__Extract__
— begin —

He successfully led his country through its greatest constitutional, military and moral crisis – the American Civil War – preserving the Union while ending slavery, and promoting economic and financial modernization. Reared in a poor family on the western frontier, Lincoln was mostly self-educated. He became a country lawyer, a Whig Party leader, Illinois state legislator in the 1830s, and a one-term member of the United States House of Representatives in the 1840s. After a series of debates in 1858 that gave national visibility to his opposition to the expansion of slavery, Lincoln lost a Senate race to his arch-rival Stephen A. Douglas. Lincoln, a moderate from a swing state, secured the Republican Party nomination. With almost no support in the South he swept the North and was elected president in 1860. His election was the signal for seven southern slave states to declare their secession from the Union and form the Confederate States of America. The departure of the Southerners gave Lincoln's party firm control of Congress, but no formula for compromise or reconciliation was found, and the war came.

— end —

__Raw data__
— begin —

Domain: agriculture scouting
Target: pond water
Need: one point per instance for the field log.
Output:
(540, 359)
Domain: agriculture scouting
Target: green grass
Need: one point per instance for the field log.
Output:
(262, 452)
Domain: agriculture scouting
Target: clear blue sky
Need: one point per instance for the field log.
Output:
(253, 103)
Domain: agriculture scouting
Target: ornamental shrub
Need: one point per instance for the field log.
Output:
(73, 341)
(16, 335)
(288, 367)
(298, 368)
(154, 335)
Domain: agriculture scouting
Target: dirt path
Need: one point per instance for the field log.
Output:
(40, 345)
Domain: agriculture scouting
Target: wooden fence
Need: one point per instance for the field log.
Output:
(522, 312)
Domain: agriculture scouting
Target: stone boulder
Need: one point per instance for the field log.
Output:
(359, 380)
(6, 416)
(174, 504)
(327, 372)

— end —

__What is needed__
In the passage on Lincoln, how many southern slave states declared secession from the Union after his election?

__Response to the exercise__
Seven